(Examples of point labeling)
━━━━

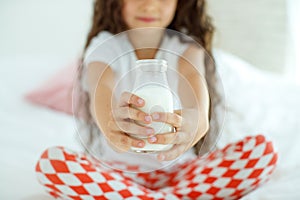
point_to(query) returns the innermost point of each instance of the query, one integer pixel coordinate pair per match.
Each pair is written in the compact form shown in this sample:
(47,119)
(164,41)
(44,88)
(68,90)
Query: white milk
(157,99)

━━━━

▸ REQUIRED TASK: Return each line of the material above word for word, leaving out the pictures.

▸ CORRECT ANSWER:
point_to(query) returns the innermost point of each instance of the query, one integer pixel coordinate pair per match.
Each pair is written in the compact form shown in this sample:
(47,119)
(164,41)
(44,88)
(68,90)
Query: white milk
(157,99)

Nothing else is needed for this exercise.